Science fiction, horror, monsters on the loose – they’ve been a part of the movies almost since the beginning of the

medium.  Georges Melies famously turned out a vaudeville-flavored adaptation of Jules Verne’s From the Earth to the Moon in 1904, the Edison company produced the first of a nearly century-long parade of film (and later TV) adaptations of Mary Shelley’s Frankenstein in 1910, and early special effects wizard Willis O’Brien sent a stop-motion animated dinosaur rampaging through the streets of London in a 1925 version of The Lost World, paving the way for future generations of similarly marauding giant apes, resurrected dinosaurs, and oversized insects. Still, — on a purely quantitative basis – the collective output in genres of the fantastic and macabre throughout cinema’s early years was dwarfed by a massive explosion in their popularity following the Second World War.

It was the beginning of the atomic age, the space age, and the Cold War.  At the same time, the movie business was growing increasingly dependent on a young audience with leisure time, disposable income, and which also – due to the events of the day — possessed a sense of great and horrible scientific possibility as well as of the ever-present threat of nuclear annihilation.  Throughout the 1950s, the youth audience’s appetite for the sensational and fantastic was fed with a steady diet of, for the most part, cheaply made, shabbily produced, blatantly juvenile sci fi thrillers and monster movies heavy on action and short on credibility, yet often still managing to touch on the conscious and subliminal fears of the time, particularly the only half-understood effects of atomic weapons, and the Cold War possibilities of invasion, subversion, and wholesale destruction.

There were massive alien onslaughts (War of the Worlds, 1953) and less conspicuous extraterrestrial infiltrations (Invaders from Mars, 1953); any number of prehistoric beasts resurrected from their hibernations (The Deadly Mantis, 1957) or discovered in remote, unevolved corners of the world (The Land Unknown, 1957); monster-creating experiments gone awry (The Killer Shrews, 1959) and accidental mutations (Beginning of the End, 1957); civilization-threatening effects from atomic testing (Them!, 1954) and the odd end-of-the-world scenario (Day the World Ended, 1955).

:: Goal ::
Rewrite the film-history passage starting at "medium.  Georges Melies" and ending at "Second World War.", and switch "London" to "Paris".

:: Listed entries ::
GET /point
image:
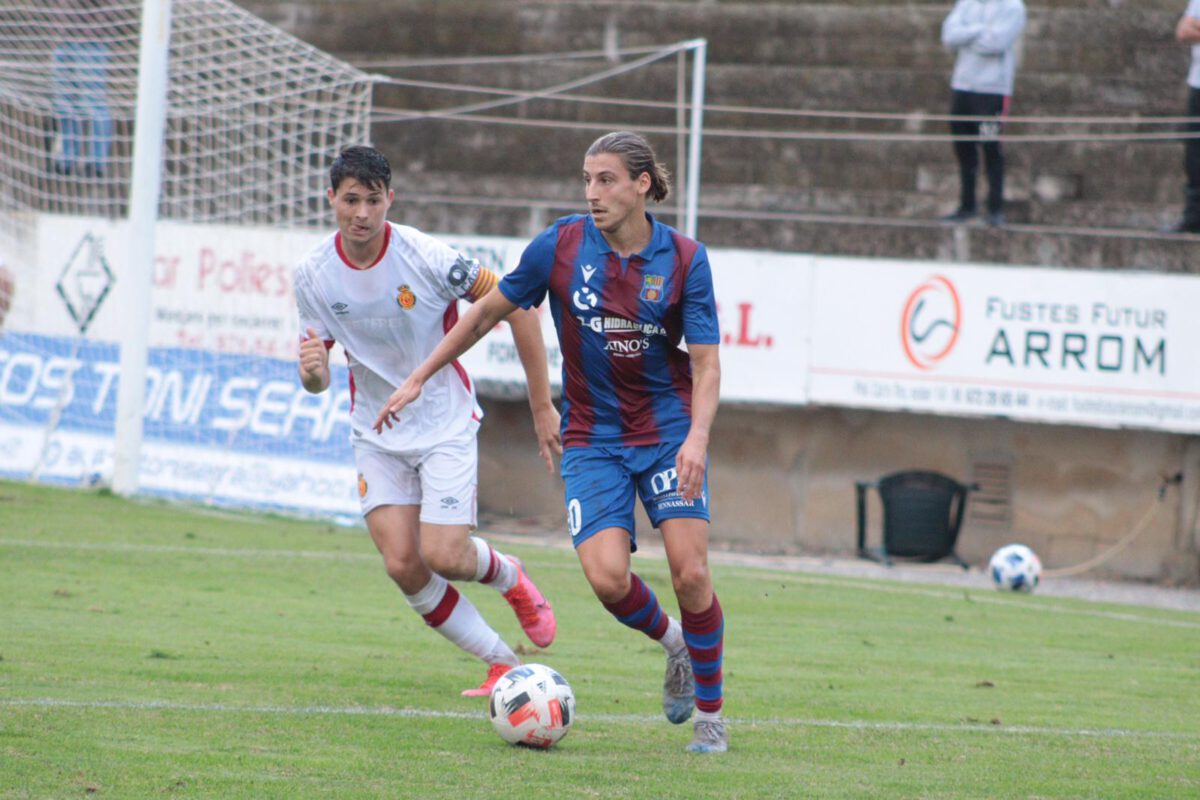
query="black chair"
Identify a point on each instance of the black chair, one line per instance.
(922, 516)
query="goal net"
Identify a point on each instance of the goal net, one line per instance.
(253, 119)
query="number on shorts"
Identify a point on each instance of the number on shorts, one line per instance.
(574, 517)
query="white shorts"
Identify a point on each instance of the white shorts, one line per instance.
(442, 480)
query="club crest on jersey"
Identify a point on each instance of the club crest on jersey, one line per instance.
(405, 296)
(652, 287)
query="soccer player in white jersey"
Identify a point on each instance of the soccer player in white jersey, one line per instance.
(389, 293)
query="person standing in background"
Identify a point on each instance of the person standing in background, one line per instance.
(79, 80)
(984, 34)
(1188, 32)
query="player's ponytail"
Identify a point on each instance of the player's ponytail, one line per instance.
(639, 157)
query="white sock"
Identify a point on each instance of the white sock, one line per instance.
(672, 641)
(454, 617)
(489, 559)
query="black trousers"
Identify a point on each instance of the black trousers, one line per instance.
(1192, 162)
(973, 103)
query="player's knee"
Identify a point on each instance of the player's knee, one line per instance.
(690, 578)
(610, 587)
(448, 559)
(402, 567)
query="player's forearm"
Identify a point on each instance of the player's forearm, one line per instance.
(706, 392)
(472, 326)
(315, 382)
(1188, 30)
(532, 352)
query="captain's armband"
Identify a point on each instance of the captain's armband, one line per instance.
(471, 281)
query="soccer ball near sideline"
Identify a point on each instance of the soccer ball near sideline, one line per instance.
(1015, 567)
(532, 705)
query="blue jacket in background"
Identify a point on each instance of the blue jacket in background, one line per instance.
(984, 32)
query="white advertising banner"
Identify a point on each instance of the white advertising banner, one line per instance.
(227, 421)
(1059, 346)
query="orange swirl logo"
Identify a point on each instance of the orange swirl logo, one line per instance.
(930, 324)
(405, 296)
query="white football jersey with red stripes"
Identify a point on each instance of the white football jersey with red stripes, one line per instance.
(388, 318)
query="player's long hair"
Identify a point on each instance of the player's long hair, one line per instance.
(639, 157)
(365, 164)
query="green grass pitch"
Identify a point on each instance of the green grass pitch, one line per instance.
(151, 650)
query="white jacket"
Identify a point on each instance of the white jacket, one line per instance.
(985, 34)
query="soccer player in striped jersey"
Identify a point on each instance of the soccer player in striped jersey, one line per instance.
(624, 292)
(389, 294)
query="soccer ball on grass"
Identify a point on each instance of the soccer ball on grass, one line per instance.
(532, 705)
(1015, 567)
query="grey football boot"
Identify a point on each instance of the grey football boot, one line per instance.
(678, 687)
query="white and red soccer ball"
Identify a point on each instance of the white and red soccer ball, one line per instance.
(532, 705)
(1015, 567)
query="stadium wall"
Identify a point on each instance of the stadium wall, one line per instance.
(1068, 395)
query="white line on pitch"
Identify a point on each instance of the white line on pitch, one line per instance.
(641, 719)
(965, 594)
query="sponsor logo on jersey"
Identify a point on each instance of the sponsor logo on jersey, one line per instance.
(405, 296)
(652, 287)
(627, 348)
(610, 324)
(585, 299)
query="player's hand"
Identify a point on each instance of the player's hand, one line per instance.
(546, 423)
(390, 411)
(690, 463)
(313, 355)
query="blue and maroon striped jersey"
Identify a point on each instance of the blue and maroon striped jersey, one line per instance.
(625, 382)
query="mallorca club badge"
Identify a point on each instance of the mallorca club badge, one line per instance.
(405, 296)
(652, 288)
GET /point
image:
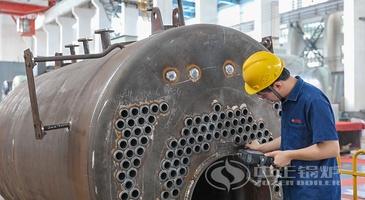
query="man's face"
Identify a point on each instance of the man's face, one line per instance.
(269, 95)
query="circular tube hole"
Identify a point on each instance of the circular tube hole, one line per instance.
(143, 140)
(224, 133)
(118, 155)
(222, 115)
(162, 175)
(240, 130)
(173, 144)
(182, 171)
(182, 142)
(134, 111)
(165, 195)
(227, 124)
(191, 141)
(132, 173)
(261, 125)
(129, 153)
(127, 133)
(188, 122)
(205, 118)
(135, 193)
(164, 107)
(123, 113)
(197, 120)
(141, 121)
(119, 124)
(154, 109)
(166, 164)
(188, 151)
(242, 120)
(263, 140)
(196, 149)
(203, 128)
(168, 185)
(151, 119)
(144, 109)
(170, 154)
(217, 107)
(172, 173)
(131, 123)
(214, 117)
(178, 182)
(219, 125)
(199, 138)
(137, 131)
(194, 130)
(185, 161)
(208, 137)
(175, 192)
(179, 153)
(125, 164)
(133, 142)
(123, 195)
(128, 184)
(249, 119)
(139, 151)
(148, 129)
(122, 144)
(229, 114)
(120, 176)
(258, 134)
(176, 162)
(136, 162)
(185, 132)
(254, 126)
(205, 147)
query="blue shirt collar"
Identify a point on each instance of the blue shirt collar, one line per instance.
(293, 96)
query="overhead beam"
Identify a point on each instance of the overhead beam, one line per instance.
(21, 9)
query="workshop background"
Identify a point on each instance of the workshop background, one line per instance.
(321, 40)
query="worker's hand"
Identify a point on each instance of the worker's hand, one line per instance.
(281, 158)
(254, 145)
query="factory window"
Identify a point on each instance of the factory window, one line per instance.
(284, 32)
(313, 29)
(314, 58)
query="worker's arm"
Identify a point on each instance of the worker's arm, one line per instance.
(265, 147)
(318, 151)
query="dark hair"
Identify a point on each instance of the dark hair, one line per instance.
(285, 74)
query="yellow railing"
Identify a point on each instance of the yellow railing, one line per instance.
(354, 172)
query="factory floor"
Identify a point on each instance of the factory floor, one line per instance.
(346, 180)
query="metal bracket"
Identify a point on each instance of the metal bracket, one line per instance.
(39, 129)
(267, 43)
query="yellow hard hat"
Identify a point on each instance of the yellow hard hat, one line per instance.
(260, 70)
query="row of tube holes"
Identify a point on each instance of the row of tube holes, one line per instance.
(134, 126)
(196, 137)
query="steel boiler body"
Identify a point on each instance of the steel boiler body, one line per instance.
(158, 119)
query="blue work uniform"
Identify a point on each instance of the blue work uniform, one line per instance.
(307, 118)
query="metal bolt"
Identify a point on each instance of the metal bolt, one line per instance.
(171, 76)
(229, 69)
(194, 73)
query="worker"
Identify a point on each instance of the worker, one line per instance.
(308, 141)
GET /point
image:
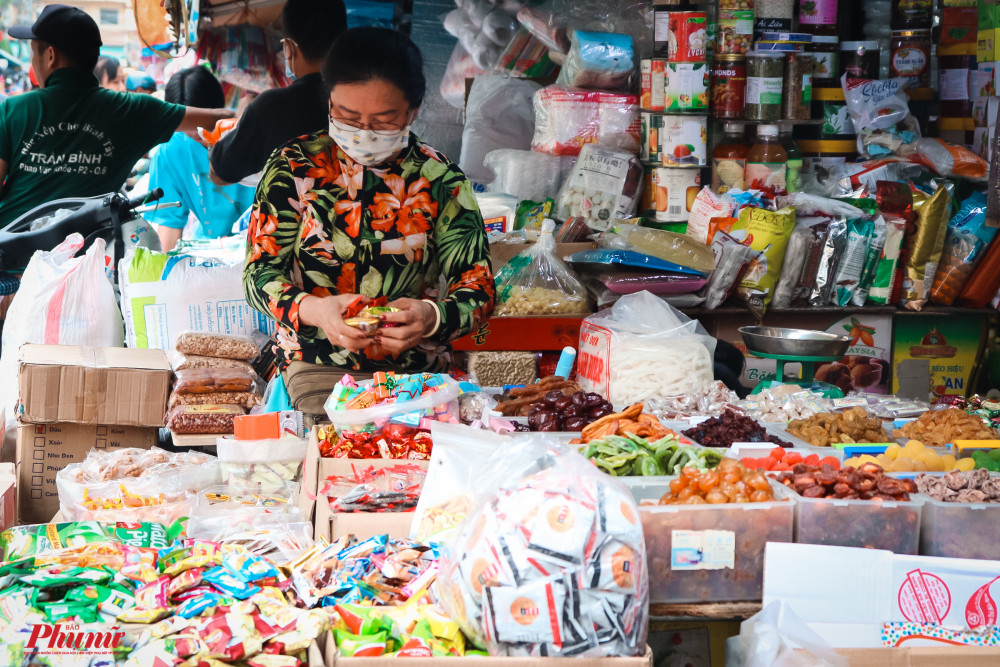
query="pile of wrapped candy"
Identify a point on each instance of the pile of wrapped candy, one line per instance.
(379, 589)
(553, 564)
(391, 489)
(389, 417)
(201, 601)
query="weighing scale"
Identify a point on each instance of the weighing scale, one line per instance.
(798, 346)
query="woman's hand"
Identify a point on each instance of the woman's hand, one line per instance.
(327, 313)
(414, 320)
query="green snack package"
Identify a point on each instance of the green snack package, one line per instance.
(69, 577)
(24, 541)
(350, 645)
(84, 610)
(111, 599)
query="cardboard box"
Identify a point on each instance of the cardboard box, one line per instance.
(872, 351)
(334, 660)
(884, 587)
(500, 253)
(334, 525)
(953, 344)
(8, 496)
(88, 385)
(269, 426)
(45, 449)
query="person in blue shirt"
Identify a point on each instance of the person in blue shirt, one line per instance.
(181, 168)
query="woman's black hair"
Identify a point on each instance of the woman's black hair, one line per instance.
(195, 87)
(106, 66)
(368, 54)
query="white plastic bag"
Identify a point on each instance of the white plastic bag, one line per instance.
(525, 174)
(63, 300)
(776, 637)
(451, 482)
(498, 114)
(164, 295)
(640, 348)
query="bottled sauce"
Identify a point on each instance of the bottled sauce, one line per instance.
(729, 159)
(912, 14)
(826, 61)
(910, 55)
(793, 168)
(767, 160)
(818, 17)
(859, 60)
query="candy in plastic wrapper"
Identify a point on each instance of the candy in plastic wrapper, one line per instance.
(513, 587)
(531, 613)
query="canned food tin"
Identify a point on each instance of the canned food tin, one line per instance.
(669, 193)
(653, 83)
(674, 141)
(686, 86)
(735, 32)
(728, 86)
(681, 37)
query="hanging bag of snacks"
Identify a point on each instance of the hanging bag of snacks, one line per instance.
(537, 282)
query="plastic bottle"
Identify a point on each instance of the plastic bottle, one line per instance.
(729, 159)
(766, 161)
(793, 169)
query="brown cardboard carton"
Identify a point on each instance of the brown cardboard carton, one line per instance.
(314, 474)
(93, 385)
(500, 253)
(334, 525)
(45, 449)
(333, 660)
(8, 496)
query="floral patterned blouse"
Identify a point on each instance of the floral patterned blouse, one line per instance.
(322, 224)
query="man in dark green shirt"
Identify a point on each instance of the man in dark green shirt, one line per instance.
(73, 138)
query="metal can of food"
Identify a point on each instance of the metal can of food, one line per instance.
(674, 140)
(686, 86)
(680, 37)
(735, 33)
(728, 86)
(652, 82)
(669, 193)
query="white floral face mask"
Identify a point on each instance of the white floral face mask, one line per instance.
(368, 147)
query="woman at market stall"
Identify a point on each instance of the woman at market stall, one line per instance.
(180, 167)
(367, 210)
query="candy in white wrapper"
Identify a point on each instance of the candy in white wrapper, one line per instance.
(551, 561)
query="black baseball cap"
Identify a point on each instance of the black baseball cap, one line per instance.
(66, 28)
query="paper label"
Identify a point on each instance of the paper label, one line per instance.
(702, 550)
(764, 90)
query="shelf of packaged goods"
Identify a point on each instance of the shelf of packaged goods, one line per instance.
(539, 334)
(716, 611)
(549, 334)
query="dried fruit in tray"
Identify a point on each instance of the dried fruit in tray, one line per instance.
(961, 486)
(630, 455)
(867, 482)
(854, 425)
(730, 482)
(912, 457)
(731, 427)
(780, 460)
(937, 428)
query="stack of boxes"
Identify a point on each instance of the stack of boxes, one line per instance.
(983, 80)
(956, 60)
(74, 399)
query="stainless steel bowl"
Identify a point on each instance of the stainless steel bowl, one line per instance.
(794, 342)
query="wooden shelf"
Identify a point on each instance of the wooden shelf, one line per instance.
(716, 611)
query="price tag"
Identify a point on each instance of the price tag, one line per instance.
(702, 550)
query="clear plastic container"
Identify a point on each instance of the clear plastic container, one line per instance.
(754, 525)
(872, 524)
(960, 530)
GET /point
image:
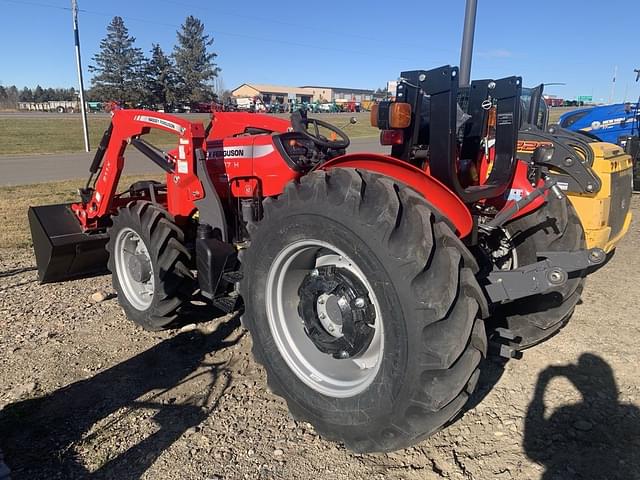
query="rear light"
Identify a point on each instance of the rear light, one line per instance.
(374, 115)
(389, 115)
(399, 115)
(391, 137)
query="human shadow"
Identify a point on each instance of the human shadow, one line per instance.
(40, 437)
(598, 438)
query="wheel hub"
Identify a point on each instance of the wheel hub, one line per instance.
(337, 313)
(139, 268)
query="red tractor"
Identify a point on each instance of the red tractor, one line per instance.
(366, 278)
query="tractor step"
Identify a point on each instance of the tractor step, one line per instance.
(232, 276)
(227, 304)
(502, 342)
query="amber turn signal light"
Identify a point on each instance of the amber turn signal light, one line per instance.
(374, 115)
(399, 115)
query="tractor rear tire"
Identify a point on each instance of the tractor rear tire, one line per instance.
(422, 362)
(553, 227)
(149, 264)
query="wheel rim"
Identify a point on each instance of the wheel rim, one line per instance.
(134, 269)
(343, 377)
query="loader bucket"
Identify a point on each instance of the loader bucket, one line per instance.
(63, 251)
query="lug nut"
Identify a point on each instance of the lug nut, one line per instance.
(557, 277)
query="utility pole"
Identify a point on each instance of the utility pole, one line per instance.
(613, 84)
(83, 108)
(467, 42)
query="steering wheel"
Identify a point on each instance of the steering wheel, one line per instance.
(300, 124)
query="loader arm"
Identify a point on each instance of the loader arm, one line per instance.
(127, 127)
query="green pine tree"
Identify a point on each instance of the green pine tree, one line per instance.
(119, 66)
(161, 79)
(194, 63)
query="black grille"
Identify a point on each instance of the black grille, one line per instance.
(620, 200)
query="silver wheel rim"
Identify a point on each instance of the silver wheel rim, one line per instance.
(338, 378)
(139, 292)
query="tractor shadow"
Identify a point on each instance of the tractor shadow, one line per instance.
(598, 438)
(122, 419)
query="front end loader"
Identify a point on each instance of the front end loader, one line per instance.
(368, 282)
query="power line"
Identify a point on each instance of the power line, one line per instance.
(37, 4)
(225, 33)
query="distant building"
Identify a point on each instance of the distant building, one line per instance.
(308, 93)
(337, 93)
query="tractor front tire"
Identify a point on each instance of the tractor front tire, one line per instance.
(553, 227)
(149, 264)
(363, 308)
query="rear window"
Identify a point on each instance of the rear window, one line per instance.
(573, 118)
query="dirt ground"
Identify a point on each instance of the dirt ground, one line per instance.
(85, 394)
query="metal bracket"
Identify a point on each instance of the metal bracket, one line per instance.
(545, 276)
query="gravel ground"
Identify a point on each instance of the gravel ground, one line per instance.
(85, 394)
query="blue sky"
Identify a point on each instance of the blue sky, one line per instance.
(341, 43)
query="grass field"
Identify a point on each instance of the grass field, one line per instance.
(57, 134)
(15, 201)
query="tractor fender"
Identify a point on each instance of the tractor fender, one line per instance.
(444, 201)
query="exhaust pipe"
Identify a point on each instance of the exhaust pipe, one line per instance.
(63, 251)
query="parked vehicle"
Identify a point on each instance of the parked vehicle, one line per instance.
(618, 124)
(366, 278)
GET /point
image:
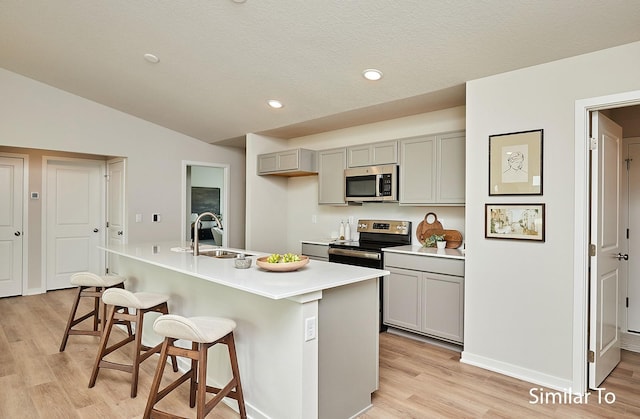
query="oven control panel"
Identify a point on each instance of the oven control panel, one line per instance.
(384, 226)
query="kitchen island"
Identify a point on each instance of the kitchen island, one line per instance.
(307, 341)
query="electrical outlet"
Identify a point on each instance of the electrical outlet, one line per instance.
(309, 328)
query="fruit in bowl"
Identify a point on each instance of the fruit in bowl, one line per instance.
(282, 263)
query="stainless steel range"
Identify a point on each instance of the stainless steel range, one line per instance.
(375, 235)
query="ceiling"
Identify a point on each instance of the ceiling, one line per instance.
(221, 60)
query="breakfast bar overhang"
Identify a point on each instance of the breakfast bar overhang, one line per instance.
(307, 340)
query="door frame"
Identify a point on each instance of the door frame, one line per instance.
(46, 159)
(25, 217)
(582, 240)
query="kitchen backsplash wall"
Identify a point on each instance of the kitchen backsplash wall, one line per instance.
(309, 221)
(302, 192)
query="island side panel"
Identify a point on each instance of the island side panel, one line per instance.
(348, 334)
(276, 365)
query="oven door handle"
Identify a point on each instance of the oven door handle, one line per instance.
(355, 253)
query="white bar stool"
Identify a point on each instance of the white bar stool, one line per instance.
(203, 332)
(89, 285)
(119, 301)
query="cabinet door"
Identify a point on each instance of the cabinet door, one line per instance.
(451, 168)
(288, 160)
(360, 155)
(402, 299)
(418, 171)
(267, 163)
(443, 306)
(384, 153)
(331, 165)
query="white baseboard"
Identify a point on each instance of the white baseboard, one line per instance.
(425, 339)
(524, 374)
(630, 341)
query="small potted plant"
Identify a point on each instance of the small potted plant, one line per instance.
(436, 240)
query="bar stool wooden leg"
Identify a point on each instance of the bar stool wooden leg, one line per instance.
(118, 302)
(204, 332)
(89, 286)
(231, 345)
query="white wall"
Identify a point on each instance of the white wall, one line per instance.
(296, 198)
(519, 295)
(35, 115)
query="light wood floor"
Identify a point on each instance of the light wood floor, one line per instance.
(417, 380)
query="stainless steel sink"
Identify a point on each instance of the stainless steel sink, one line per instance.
(219, 253)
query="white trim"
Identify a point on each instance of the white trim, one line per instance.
(25, 217)
(581, 226)
(125, 201)
(226, 222)
(515, 371)
(630, 341)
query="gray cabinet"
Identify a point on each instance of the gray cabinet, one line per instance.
(316, 251)
(425, 295)
(432, 169)
(372, 154)
(331, 165)
(296, 162)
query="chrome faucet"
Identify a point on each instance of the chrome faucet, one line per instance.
(196, 250)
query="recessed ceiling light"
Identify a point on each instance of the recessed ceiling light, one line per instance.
(152, 58)
(372, 74)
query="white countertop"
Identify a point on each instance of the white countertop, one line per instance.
(315, 276)
(321, 241)
(426, 251)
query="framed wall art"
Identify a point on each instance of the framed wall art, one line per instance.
(515, 163)
(514, 221)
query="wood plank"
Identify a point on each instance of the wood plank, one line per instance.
(417, 379)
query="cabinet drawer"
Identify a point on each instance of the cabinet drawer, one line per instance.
(315, 250)
(439, 265)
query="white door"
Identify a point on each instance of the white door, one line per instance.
(115, 209)
(604, 322)
(11, 237)
(74, 220)
(633, 211)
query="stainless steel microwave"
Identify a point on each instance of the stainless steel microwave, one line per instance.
(371, 184)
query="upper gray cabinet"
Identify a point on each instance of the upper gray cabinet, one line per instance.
(372, 154)
(331, 165)
(432, 169)
(296, 162)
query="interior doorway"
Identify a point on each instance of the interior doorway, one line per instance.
(13, 204)
(73, 219)
(582, 225)
(206, 188)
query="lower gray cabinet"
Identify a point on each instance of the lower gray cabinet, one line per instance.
(425, 295)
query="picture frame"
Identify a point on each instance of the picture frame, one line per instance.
(515, 163)
(515, 221)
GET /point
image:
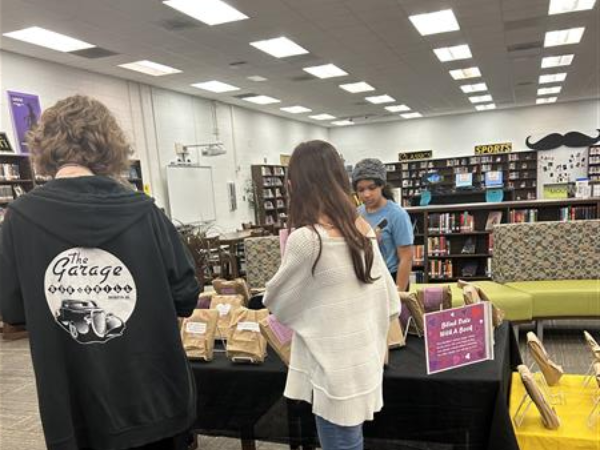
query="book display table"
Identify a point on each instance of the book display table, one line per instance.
(466, 408)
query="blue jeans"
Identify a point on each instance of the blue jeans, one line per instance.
(337, 437)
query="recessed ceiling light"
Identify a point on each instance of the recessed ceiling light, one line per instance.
(343, 123)
(379, 99)
(355, 88)
(257, 78)
(323, 117)
(548, 91)
(397, 108)
(296, 109)
(326, 71)
(150, 68)
(470, 88)
(455, 53)
(211, 12)
(557, 61)
(553, 78)
(216, 86)
(262, 100)
(463, 74)
(436, 22)
(563, 37)
(481, 99)
(541, 101)
(49, 39)
(281, 47)
(564, 6)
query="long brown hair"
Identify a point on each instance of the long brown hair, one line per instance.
(321, 186)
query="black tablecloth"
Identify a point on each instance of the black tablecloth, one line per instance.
(465, 407)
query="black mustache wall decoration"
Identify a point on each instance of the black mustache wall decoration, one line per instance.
(555, 140)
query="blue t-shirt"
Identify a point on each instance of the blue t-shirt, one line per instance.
(397, 233)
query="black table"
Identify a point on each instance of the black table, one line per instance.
(466, 408)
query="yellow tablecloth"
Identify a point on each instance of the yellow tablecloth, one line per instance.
(574, 433)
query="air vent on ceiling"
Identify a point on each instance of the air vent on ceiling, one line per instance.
(534, 22)
(94, 53)
(179, 24)
(525, 46)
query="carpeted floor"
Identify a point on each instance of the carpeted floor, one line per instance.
(20, 427)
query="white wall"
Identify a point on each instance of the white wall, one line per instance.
(155, 119)
(457, 135)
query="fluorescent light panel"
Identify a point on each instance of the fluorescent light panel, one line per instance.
(563, 37)
(544, 100)
(557, 61)
(397, 108)
(379, 99)
(565, 6)
(325, 71)
(355, 88)
(481, 99)
(435, 22)
(549, 91)
(216, 86)
(262, 100)
(49, 39)
(280, 47)
(411, 115)
(471, 88)
(150, 68)
(211, 12)
(463, 74)
(553, 78)
(455, 53)
(296, 109)
(323, 117)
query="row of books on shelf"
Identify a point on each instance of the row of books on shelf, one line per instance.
(9, 193)
(273, 181)
(272, 193)
(273, 171)
(577, 213)
(451, 223)
(269, 206)
(10, 172)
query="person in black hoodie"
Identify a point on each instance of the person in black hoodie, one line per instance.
(99, 276)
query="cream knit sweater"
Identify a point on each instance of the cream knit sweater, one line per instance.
(340, 326)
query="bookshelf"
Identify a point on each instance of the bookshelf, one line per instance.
(519, 173)
(269, 194)
(457, 241)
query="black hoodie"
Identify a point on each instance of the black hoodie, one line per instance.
(99, 275)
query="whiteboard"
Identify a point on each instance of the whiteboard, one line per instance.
(191, 193)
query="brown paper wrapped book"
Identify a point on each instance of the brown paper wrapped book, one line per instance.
(233, 287)
(226, 305)
(198, 334)
(245, 342)
(549, 417)
(552, 372)
(474, 294)
(278, 336)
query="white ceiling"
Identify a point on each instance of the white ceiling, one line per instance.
(372, 40)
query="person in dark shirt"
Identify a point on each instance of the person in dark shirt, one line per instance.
(99, 276)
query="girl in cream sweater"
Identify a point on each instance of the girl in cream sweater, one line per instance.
(334, 291)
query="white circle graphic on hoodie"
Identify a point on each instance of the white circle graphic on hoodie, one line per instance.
(91, 294)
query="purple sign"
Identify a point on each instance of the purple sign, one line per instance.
(26, 111)
(458, 337)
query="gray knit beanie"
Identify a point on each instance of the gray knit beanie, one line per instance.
(369, 169)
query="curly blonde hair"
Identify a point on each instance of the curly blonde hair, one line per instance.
(79, 130)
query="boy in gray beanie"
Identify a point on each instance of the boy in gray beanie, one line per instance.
(390, 221)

:: Exercise answer ::
medium.  Georges Melies famously turned out a vaudeville-flavored adaptation of Jules Verne’s From the Earth to the Moon in 1904, the Edison company produced the first of a nearly century-long parade of film (and later TV) adaptations of Mary Shelley’s Frankenstein in 1910, and early special effects wizard Willis O’Brien sent a stop-motion animated dinosaur rampaging through the streets of Paris in a 1925 version of The Lost World, paving the way for future generations of similarly marauding giant apes, resurrected dinosaurs, and oversized insects. Still, — on a purely quantitative basis – the collective output in genres of the fantastic and macabre throughout cinema’s early years was dwarfed by a massive explosion in their popularity following the Second World War.